:: Written exercise ::
Carry on the statement below about protecting diplomats and diplomatic and consular missions, picking up right after its last sentence.

:: Text section ::
##############################
I have the honor to speak on behalf of the Community of Latin American and Caribbean States.
CELAC would like to thank the Secretary General for the preparation of its report A/69/185, which contains information provided by Member States in accordance with the provisions of Resolution A/67/94.
The item we are analyzing is essential for the development of peaceful and constructive relations between Member States of the international community. The protection of diplomats and the protection and inviolability of diplomatic and consular missions are one of the pillars on which international relations among States rest.
Every transgression concerning the security of diplomatic and consular representatives or missions, as well as of representatives and officials of intergovernmental organizations or of the organizations themselves, constitutes a serious incident which may endanger lives, cause damages and adversely affect the promotion of the shared interests of the international community. Consequently, under no circumstance should said transgressions go unpunished.
As stated in the preamble of the Vienna Convention on Diplomatic Relations of 1961, the recognition of the diplomatic status is an ancient tradition which compliance falls within the principles and purposes of the United Nations Charter concerning the sovereign equality of States, the maintenance of peace and security and the promotion of friendly relations among nations, recognizing, on the other hand, that the protection of diplomatic representatives and the inviolability of diplomatic and consular missions are granted privileges in order to ensure the effective performance of the functions undertaken by the representatives of States.
Moreover, since crimes against internationally protected persons create a threat to the maintenance of normal international relations which are necessary for cooperation among States, the Convention on the Prevention and Punishment of Crimes against Internationally Protected Persons, including Diplomatic Agents, states that Parties must cooperate in order to prevent crimes against any representative or official of an intergovernmental organization, as well as against the respective premises.
CELAC strongly condemns acts of violence against diplomatic and consular missions and representatives, as well as against missions and representatives of international intergovernmental organizations and officials of such organizations, and emphasizes that such acts can never be justified.
##############################
:: Records supplied ::
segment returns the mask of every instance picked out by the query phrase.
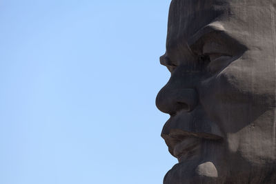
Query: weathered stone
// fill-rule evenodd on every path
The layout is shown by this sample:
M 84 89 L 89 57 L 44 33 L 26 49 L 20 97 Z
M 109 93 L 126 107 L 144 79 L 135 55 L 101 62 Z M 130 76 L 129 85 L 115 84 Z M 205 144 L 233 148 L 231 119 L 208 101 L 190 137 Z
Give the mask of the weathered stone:
M 276 183 L 276 2 L 172 0 L 164 183 Z

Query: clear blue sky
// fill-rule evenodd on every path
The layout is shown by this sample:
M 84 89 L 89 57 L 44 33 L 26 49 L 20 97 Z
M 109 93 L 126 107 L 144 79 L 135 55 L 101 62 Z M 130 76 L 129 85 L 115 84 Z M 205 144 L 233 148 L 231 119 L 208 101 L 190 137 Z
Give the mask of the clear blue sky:
M 162 183 L 170 1 L 0 1 L 0 183 Z

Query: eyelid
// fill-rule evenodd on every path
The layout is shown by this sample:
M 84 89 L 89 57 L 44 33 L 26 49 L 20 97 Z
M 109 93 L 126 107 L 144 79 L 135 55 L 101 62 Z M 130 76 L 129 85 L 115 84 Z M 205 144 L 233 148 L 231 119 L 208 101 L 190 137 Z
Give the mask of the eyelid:
M 170 60 L 170 59 L 166 55 L 163 55 L 160 57 L 160 64 L 164 66 L 176 66 Z
M 203 45 L 202 52 L 204 54 L 221 54 L 224 55 L 229 54 L 228 48 L 221 44 L 216 42 L 207 42 Z

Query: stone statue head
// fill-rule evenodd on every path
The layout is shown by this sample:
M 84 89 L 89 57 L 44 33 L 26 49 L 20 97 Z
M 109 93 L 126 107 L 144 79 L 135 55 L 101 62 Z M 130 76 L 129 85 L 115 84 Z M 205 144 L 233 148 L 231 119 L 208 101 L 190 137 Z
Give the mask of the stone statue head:
M 172 0 L 157 108 L 164 183 L 276 183 L 276 2 Z

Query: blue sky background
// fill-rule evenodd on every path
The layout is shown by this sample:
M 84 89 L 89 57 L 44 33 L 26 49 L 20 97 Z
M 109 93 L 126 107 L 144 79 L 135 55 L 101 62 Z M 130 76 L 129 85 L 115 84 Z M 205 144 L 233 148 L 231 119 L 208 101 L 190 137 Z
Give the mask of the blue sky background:
M 169 0 L 0 1 L 0 183 L 161 183 Z

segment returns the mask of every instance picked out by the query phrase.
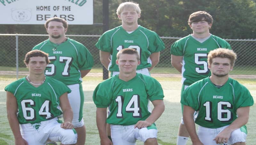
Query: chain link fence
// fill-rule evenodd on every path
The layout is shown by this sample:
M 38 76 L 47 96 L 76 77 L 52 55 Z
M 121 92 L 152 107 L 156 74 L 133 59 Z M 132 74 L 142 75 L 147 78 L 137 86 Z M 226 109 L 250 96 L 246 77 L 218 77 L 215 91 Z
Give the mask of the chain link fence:
M 103 67 L 100 60 L 99 50 L 95 46 L 100 36 L 67 36 L 83 44 L 93 55 L 94 61 L 93 69 L 98 70 L 92 71 L 88 75 L 93 76 L 103 76 L 103 71 L 100 71 Z M 161 52 L 160 61 L 151 72 L 151 76 L 159 80 L 170 79 L 179 81 L 181 75 L 171 64 L 170 48 L 173 42 L 180 38 L 161 38 L 166 48 Z M 22 71 L 21 71 L 22 68 L 26 68 L 23 62 L 26 54 L 35 46 L 48 38 L 48 35 L 0 34 L 0 75 L 16 75 L 17 78 L 18 76 L 26 75 L 23 74 Z M 255 81 L 256 62 L 254 61 L 256 58 L 256 40 L 226 40 L 230 44 L 238 56 L 234 69 L 230 73 L 231 77 L 241 79 L 242 81 Z M 17 72 L 16 70 L 18 70 Z

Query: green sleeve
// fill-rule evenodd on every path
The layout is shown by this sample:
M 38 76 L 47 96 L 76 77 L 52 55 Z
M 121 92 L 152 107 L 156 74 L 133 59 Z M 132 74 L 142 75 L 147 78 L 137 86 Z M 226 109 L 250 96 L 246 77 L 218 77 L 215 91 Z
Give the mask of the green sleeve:
M 176 41 L 171 47 L 171 54 L 176 56 L 183 56 L 184 46 L 180 40 Z
M 146 90 L 148 99 L 152 101 L 156 100 L 163 100 L 164 92 L 162 86 L 156 80 L 152 78 L 151 82 L 146 84 Z
M 236 110 L 241 107 L 247 107 L 253 105 L 254 101 L 249 91 L 244 86 L 240 88 L 235 90 L 235 109 Z
M 180 103 L 184 105 L 192 107 L 195 111 L 199 110 L 199 106 L 198 102 L 198 93 L 195 91 L 194 89 L 188 87 L 183 92 L 182 94 L 183 99 L 181 100 Z
M 155 32 L 149 38 L 148 50 L 151 53 L 159 52 L 164 49 L 164 44 L 159 36 Z M 150 43 L 152 42 L 152 43 Z
M 110 104 L 112 95 L 109 89 L 106 86 L 100 83 L 93 91 L 92 99 L 96 106 L 98 108 L 107 108 Z
M 105 33 L 100 37 L 98 42 L 95 46 L 99 49 L 109 52 L 111 54 L 112 48 L 111 47 L 111 37 L 109 36 L 108 33 L 108 32 Z

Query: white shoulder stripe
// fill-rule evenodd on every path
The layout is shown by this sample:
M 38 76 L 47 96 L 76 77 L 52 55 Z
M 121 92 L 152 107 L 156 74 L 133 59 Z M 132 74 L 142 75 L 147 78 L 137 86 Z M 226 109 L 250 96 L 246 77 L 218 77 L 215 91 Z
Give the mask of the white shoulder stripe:
M 185 52 L 185 48 L 186 47 L 186 45 L 187 45 L 187 41 L 188 41 L 188 39 L 189 39 L 189 38 L 188 37 L 188 38 L 186 40 L 186 42 L 185 42 L 185 45 L 184 45 L 184 49 L 183 49 L 183 54 L 184 54 L 184 52 Z
M 139 76 L 139 78 L 141 80 L 141 81 L 142 81 L 142 82 L 143 82 L 143 83 L 144 83 L 144 84 L 145 84 L 145 85 L 146 85 L 146 83 L 145 83 L 145 81 L 144 81 L 144 80 L 142 79 L 140 77 L 140 76 Z
M 18 87 L 17 87 L 17 88 L 16 89 L 16 90 L 15 90 L 15 92 L 14 93 L 14 94 L 13 94 L 14 96 L 15 96 L 15 94 L 16 94 L 16 92 L 17 91 L 17 90 L 18 90 L 18 89 L 19 88 L 19 87 L 20 87 L 20 85 L 21 85 L 21 84 L 23 83 L 24 83 L 24 81 L 23 82 L 22 82 L 21 83 L 20 83 L 20 85 L 19 85 L 19 86 L 18 86 Z
M 46 44 L 47 42 L 48 42 L 48 41 L 45 41 L 45 42 L 44 42 L 44 44 L 42 45 L 42 46 L 41 46 L 41 47 L 40 47 L 40 48 L 39 48 L 39 50 L 41 50 L 41 48 L 42 48 L 44 46 L 44 44 Z
M 216 42 L 216 43 L 217 43 L 217 44 L 218 45 L 218 46 L 219 46 L 219 48 L 220 48 L 220 45 L 219 45 L 219 43 L 218 43 L 218 42 L 217 42 L 217 41 L 216 41 L 216 40 L 215 40 L 215 39 L 214 39 L 214 38 L 212 38 L 212 39 L 214 40 L 215 41 L 215 42 Z
M 112 46 L 112 38 L 113 37 L 113 36 L 114 36 L 114 34 L 115 34 L 115 33 L 116 33 L 116 32 L 117 32 L 119 30 L 119 29 L 120 29 L 120 28 L 117 30 L 116 31 L 116 32 L 113 33 L 113 34 L 112 35 L 112 36 L 111 36 L 111 38 L 110 40 L 110 44 L 111 45 L 111 47 L 112 48 L 113 47 L 113 46 Z
M 77 56 L 78 56 L 78 53 L 77 52 L 77 50 L 76 49 L 76 46 L 75 46 L 75 45 L 73 44 L 73 43 L 71 42 L 71 41 L 69 41 L 69 43 L 71 43 L 71 44 L 72 44 L 72 45 L 74 47 L 74 48 L 75 48 L 75 49 L 76 49 L 76 55 L 77 55 Z
M 52 91 L 53 91 L 53 92 L 54 92 L 54 94 L 55 95 L 55 97 L 56 98 L 56 100 L 58 100 L 58 98 L 57 98 L 57 95 L 56 95 L 56 93 L 55 92 L 55 91 L 54 90 L 53 88 L 52 88 L 52 85 L 51 85 L 51 84 L 50 84 L 50 83 L 49 83 L 49 82 L 47 82 L 47 83 L 48 83 L 48 84 L 52 88 Z M 58 102 L 56 101 L 56 102 L 58 104 L 58 105 L 59 105 L 60 104 L 59 104 L 59 103 L 58 103 Z
M 148 37 L 147 36 L 147 35 L 146 35 L 146 34 L 145 34 L 145 33 L 144 33 L 144 32 L 142 32 L 142 31 L 141 31 L 141 30 L 140 30 L 140 31 L 141 32 L 141 33 L 143 33 L 143 34 L 144 34 L 144 35 L 145 35 L 145 37 L 146 37 L 146 39 L 147 39 L 147 41 L 148 41 L 148 45 L 147 45 L 147 48 L 148 48 Z
M 199 96 L 200 96 L 200 94 L 201 93 L 201 91 L 203 90 L 203 89 L 204 89 L 204 87 L 205 86 L 205 85 L 206 85 L 206 84 L 207 84 L 207 83 L 208 83 L 208 82 L 206 82 L 206 83 L 205 83 L 205 84 L 204 84 L 204 86 L 203 86 L 203 87 L 202 87 L 202 89 L 201 89 L 201 90 L 200 90 L 200 91 L 199 92 L 199 93 L 198 94 L 198 96 L 197 97 L 198 98 L 197 99 L 198 99 L 198 104 L 199 104 L 199 107 L 200 107 L 200 102 L 199 101 Z
M 233 91 L 233 96 L 234 96 L 234 98 L 233 98 L 233 102 L 234 102 L 235 101 L 235 92 L 234 91 L 234 87 L 233 86 L 233 85 L 232 85 L 232 84 L 231 84 L 231 83 L 229 83 L 229 84 L 231 85 L 231 86 L 232 87 L 232 91 Z

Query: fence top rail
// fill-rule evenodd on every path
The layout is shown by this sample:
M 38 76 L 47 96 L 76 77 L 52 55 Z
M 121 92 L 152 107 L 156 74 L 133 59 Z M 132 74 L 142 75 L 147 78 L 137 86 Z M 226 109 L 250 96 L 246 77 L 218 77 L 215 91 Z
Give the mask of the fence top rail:
M 48 34 L 0 34 L 0 36 L 48 36 Z M 66 35 L 68 37 L 99 37 L 100 35 Z M 180 39 L 181 37 L 160 37 L 160 38 L 164 39 Z M 224 39 L 226 41 L 256 41 L 256 39 Z
M 99 37 L 101 35 L 66 35 L 67 36 L 74 37 Z M 48 36 L 48 34 L 0 34 L 1 36 Z

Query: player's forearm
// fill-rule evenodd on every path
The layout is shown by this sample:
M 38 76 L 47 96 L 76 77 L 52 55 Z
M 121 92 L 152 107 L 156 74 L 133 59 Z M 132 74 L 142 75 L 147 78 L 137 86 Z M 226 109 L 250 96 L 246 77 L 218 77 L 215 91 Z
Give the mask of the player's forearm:
M 188 132 L 193 142 L 200 141 L 196 131 L 196 126 L 194 119 L 195 110 L 190 107 L 184 105 L 183 112 L 183 120 Z
M 151 124 L 161 116 L 164 111 L 164 101 L 162 100 L 154 100 L 153 101 L 159 101 L 156 105 L 154 105 L 154 108 L 152 110 L 151 114 L 146 120 L 146 121 L 150 123 Z
M 99 130 L 100 137 L 101 140 L 108 138 L 106 127 L 107 109 L 97 108 L 96 111 L 96 122 Z
M 245 125 L 248 122 L 249 119 L 249 111 L 250 107 L 240 107 L 237 109 L 237 118 L 236 119 L 224 130 L 229 132 L 239 128 Z
M 71 108 L 63 111 L 63 119 L 64 122 L 72 122 L 72 120 L 73 119 L 73 112 Z
M 183 56 L 171 55 L 171 63 L 172 65 L 180 73 L 181 73 L 182 72 L 183 59 Z

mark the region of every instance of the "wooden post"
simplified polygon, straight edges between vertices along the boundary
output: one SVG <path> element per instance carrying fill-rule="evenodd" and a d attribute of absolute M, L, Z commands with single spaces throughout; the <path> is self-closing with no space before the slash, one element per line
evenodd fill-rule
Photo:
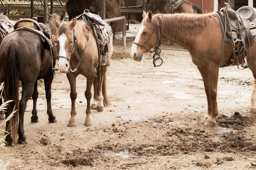
<path fill-rule="evenodd" d="M 30 0 L 30 14 L 31 15 L 31 18 L 34 17 L 34 0 Z"/>
<path fill-rule="evenodd" d="M 48 0 L 44 0 L 44 23 L 48 20 Z"/>
<path fill-rule="evenodd" d="M 51 0 L 51 14 L 53 13 L 53 0 Z"/>
<path fill-rule="evenodd" d="M 106 19 L 106 0 L 102 0 L 102 20 Z"/>
<path fill-rule="evenodd" d="M 126 46 L 126 20 L 123 20 L 123 46 Z"/>

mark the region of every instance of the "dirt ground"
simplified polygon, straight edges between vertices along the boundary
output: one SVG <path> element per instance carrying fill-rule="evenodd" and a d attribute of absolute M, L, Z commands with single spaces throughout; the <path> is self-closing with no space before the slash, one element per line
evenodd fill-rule
<path fill-rule="evenodd" d="M 202 77 L 189 52 L 161 45 L 162 66 L 152 55 L 141 62 L 115 41 L 108 71 L 111 106 L 92 110 L 85 127 L 86 79 L 77 81 L 77 126 L 68 127 L 71 102 L 65 74 L 57 73 L 52 90 L 54 115 L 48 123 L 42 81 L 38 86 L 39 122 L 31 123 L 32 100 L 24 119 L 28 143 L 0 150 L 10 169 L 256 169 L 256 114 L 250 113 L 253 78 L 250 69 L 220 69 L 218 126 L 200 120 L 207 111 Z"/>

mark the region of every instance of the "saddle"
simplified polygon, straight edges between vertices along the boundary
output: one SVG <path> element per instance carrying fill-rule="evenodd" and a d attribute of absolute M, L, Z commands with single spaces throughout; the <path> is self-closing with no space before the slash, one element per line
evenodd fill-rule
<path fill-rule="evenodd" d="M 241 57 L 241 66 L 247 67 L 246 48 L 250 47 L 255 41 L 256 36 L 256 10 L 245 6 L 234 11 L 228 4 L 217 12 L 220 20 L 223 34 L 226 33 L 225 41 L 231 43 L 234 46 L 230 60 L 227 66 L 232 64 Z M 226 32 L 225 32 L 226 30 Z"/>
<path fill-rule="evenodd" d="M 93 31 L 94 37 L 98 46 L 98 50 L 101 65 L 109 66 L 109 56 L 107 59 L 102 59 L 108 52 L 108 46 L 110 43 L 110 36 L 113 34 L 111 26 L 102 20 L 98 15 L 92 13 L 89 10 L 84 10 L 84 13 L 77 17 L 77 19 L 82 19 L 87 22 Z"/>
<path fill-rule="evenodd" d="M 51 51 L 53 59 L 58 59 L 56 47 L 50 39 L 51 34 L 45 30 L 45 25 L 33 19 L 20 19 L 14 25 L 13 31 L 26 31 L 39 36 L 45 48 Z"/>
<path fill-rule="evenodd" d="M 193 5 L 191 3 L 186 0 L 168 0 L 164 6 L 164 13 L 173 13 L 175 10 L 179 9 L 180 4 L 184 3 L 188 3 Z"/>

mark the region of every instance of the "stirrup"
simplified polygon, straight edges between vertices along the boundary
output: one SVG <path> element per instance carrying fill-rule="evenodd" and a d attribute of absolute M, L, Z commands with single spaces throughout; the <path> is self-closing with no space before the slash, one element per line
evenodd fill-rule
<path fill-rule="evenodd" d="M 247 60 L 246 60 L 246 57 L 244 57 L 244 62 L 243 62 L 241 64 L 241 66 L 243 68 L 248 68 L 248 64 L 247 64 Z"/>
<path fill-rule="evenodd" d="M 101 66 L 110 66 L 109 60 L 108 60 L 108 59 L 102 59 L 102 60 L 101 61 Z"/>

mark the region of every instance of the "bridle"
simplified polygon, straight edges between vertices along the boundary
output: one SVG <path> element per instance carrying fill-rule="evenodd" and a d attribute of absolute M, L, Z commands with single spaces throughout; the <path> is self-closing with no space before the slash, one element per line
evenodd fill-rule
<path fill-rule="evenodd" d="M 74 69 L 72 69 L 71 68 L 71 67 L 70 67 L 70 58 L 71 58 L 71 55 L 75 52 L 76 48 L 76 47 L 77 46 L 77 39 L 76 38 L 76 36 L 75 35 L 75 32 L 74 32 L 74 30 L 73 30 L 73 35 L 74 35 L 74 37 L 73 37 L 74 45 L 73 45 L 73 48 L 72 48 L 72 49 L 71 50 L 71 52 L 69 53 L 68 57 L 64 57 L 64 56 L 60 55 L 59 57 L 67 60 L 68 61 L 68 62 L 69 62 L 69 70 L 72 73 L 75 73 L 77 70 L 77 68 L 79 66 L 79 65 L 81 64 L 81 62 L 82 61 L 82 59 L 83 59 L 83 57 L 84 55 L 85 50 L 86 49 L 86 46 L 87 46 L 87 44 L 88 44 L 88 41 L 89 38 L 87 37 L 87 43 L 85 45 L 85 46 L 84 46 L 84 51 L 83 52 L 83 55 L 82 55 L 82 56 L 81 56 L 81 58 L 80 58 L 80 60 L 79 60 L 79 62 L 77 64 L 77 66 L 76 67 L 76 68 Z"/>
<path fill-rule="evenodd" d="M 158 35 L 158 27 L 157 27 L 157 24 L 156 24 L 156 20 L 154 20 L 154 31 L 152 31 L 152 32 L 151 33 L 150 36 L 148 38 L 148 39 L 147 41 L 146 41 L 146 42 L 144 43 L 144 44 L 141 45 L 139 44 L 138 43 L 136 43 L 134 41 L 133 41 L 133 43 L 142 46 L 145 48 L 146 48 L 146 50 L 148 52 L 150 51 L 150 49 L 148 49 L 147 46 L 146 45 L 148 43 L 149 40 L 150 40 L 151 37 L 153 36 L 154 32 L 156 31 L 156 38 L 157 38 L 157 45 L 154 48 L 154 50 L 153 51 L 150 51 L 150 53 L 152 52 L 155 52 L 155 53 L 153 55 L 153 64 L 154 64 L 154 67 L 159 67 L 161 66 L 163 64 L 163 59 L 162 58 L 161 58 L 160 57 L 160 53 L 161 53 L 161 49 L 159 48 L 160 45 L 161 45 L 161 36 L 162 36 L 162 22 L 161 22 L 161 20 L 159 18 L 159 17 L 157 16 L 157 18 L 159 22 L 159 30 L 160 30 L 160 38 Z M 156 57 L 157 56 L 157 57 Z M 156 65 L 156 61 L 160 60 L 160 64 L 159 65 Z"/>

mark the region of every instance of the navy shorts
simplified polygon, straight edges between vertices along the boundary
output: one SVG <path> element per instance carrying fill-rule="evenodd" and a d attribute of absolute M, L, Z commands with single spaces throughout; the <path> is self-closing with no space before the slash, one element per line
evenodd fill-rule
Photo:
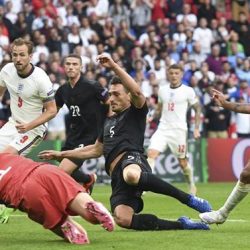
<path fill-rule="evenodd" d="M 130 164 L 139 165 L 142 172 L 152 172 L 145 155 L 138 152 L 125 153 L 111 174 L 112 194 L 110 205 L 112 212 L 118 205 L 130 206 L 135 213 L 139 213 L 143 209 L 143 200 L 141 198 L 143 190 L 137 186 L 128 185 L 123 179 L 123 169 Z"/>

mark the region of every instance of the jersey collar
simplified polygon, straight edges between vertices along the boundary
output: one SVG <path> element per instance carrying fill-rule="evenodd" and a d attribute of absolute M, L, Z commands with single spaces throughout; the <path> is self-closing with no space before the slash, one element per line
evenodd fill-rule
<path fill-rule="evenodd" d="M 35 70 L 35 66 L 31 63 L 31 70 L 30 70 L 30 72 L 27 74 L 27 75 L 19 75 L 18 73 L 18 76 L 19 77 L 21 77 L 21 78 L 27 78 L 27 77 L 29 77 L 32 73 L 33 73 L 33 71 Z"/>

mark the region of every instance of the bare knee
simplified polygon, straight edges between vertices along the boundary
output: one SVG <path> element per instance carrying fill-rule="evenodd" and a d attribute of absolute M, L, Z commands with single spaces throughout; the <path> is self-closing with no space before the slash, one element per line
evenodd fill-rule
<path fill-rule="evenodd" d="M 125 206 L 125 207 L 127 207 L 127 206 Z M 130 228 L 133 214 L 134 214 L 134 212 L 131 208 L 129 208 L 129 209 L 116 209 L 114 212 L 115 223 L 120 227 Z"/>
<path fill-rule="evenodd" d="M 155 150 L 155 149 L 149 149 L 148 150 L 148 157 L 149 158 L 155 159 L 159 154 L 160 154 L 160 152 Z"/>
<path fill-rule="evenodd" d="M 249 165 L 249 163 L 241 172 L 240 181 L 245 183 L 245 184 L 250 183 L 250 165 Z"/>
<path fill-rule="evenodd" d="M 123 179 L 129 185 L 137 185 L 140 179 L 141 169 L 133 164 L 123 170 Z"/>

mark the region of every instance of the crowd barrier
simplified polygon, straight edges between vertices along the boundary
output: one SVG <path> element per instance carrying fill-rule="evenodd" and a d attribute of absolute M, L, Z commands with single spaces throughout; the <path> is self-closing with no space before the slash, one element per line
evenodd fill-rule
<path fill-rule="evenodd" d="M 43 141 L 28 157 L 41 161 L 37 154 L 45 149 L 61 148 L 60 141 Z M 189 140 L 188 157 L 194 167 L 196 182 L 231 182 L 239 178 L 240 172 L 250 158 L 250 139 L 201 139 Z M 50 163 L 58 165 L 56 161 Z M 86 160 L 81 167 L 86 173 L 96 172 L 98 182 L 109 183 L 104 169 L 104 158 Z M 169 182 L 184 182 L 176 157 L 167 150 L 156 161 L 155 173 Z"/>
##############################
:: Exercise response ::
The dramatic events that have taken place in recent years remind us that the role of representing a State implies a risk to those of us who perform it; these unfortunate tragedies that have caused loss of human lives, should prompt us to redouble our efforts to ensure that the protection and safety of diplomatic and consular representatives, as well as diplomatic and consular Missions, is a priority for all.
The Community lends its support to initiatives that aim at enhancing the protection and safety of diplomatic and consular representatives, representatives and officials of intergovernmental organizations and of the respective premises that duly takes into consideration international law, the common practice of States and the relevant domestic norms.
CELAC countries express their solidarity with the victims of all acts of violence that have affected premises protected by international law and strongly condemn such acts regardless of where they come from or who committed them.
The item that we are examining was introduced in this Committee’s agenda in 1980. Ever since, resolutions approved under this agenda item have continuously urged States to strictly observe, implement and enforce the applicable principles and rules of international law governing diplomatic and consular relations to ensure the inviolability of diplomatic and consular agents and premises. During its consideration, we should keep in mind not only the nature of situations that have been addressed over the last 24 years, but also the new challenges faced in the implementation of these equally important aspects of diplomatic and consular immunities.
In this regard, CELAC wishes to express its concern about the impact that State surveillance and/or interception of communications, including extraterritorially, may have on the inviolability of diplomatic and consular archives, documents and communications. The Community of Latin American and Caribbean States would welcome a transparent and constructive dialogue on this issue.
The Community of Latin American and Caribbean States considers essential that States should observe, implement and strictly enforce the principles and rules of public international law, especially the Vienna Convention on Diplomatic Relations of 1961 and the Vienna Convention on Consular Relations of 1963, as well as all relevant UN resolutions on this subject, to which not only they should ensure the safety and security of the missions, representatives and officials of diplomatic and consular missions, shall take all necessary measures to prevent any act of violence against missions, representatives and officials, as well as to ensure that its national legislation in this field is in conformity with Public International Law, and in no way undermines the respect and protection due to such representations, officials and representatives. We urge States to take all appropriate measures at the national levels to prevent any acts of violence against diplomatic and consular missions and representatives, as well as against missions and representatives of international intergovernmental organizations and officials of such organizations.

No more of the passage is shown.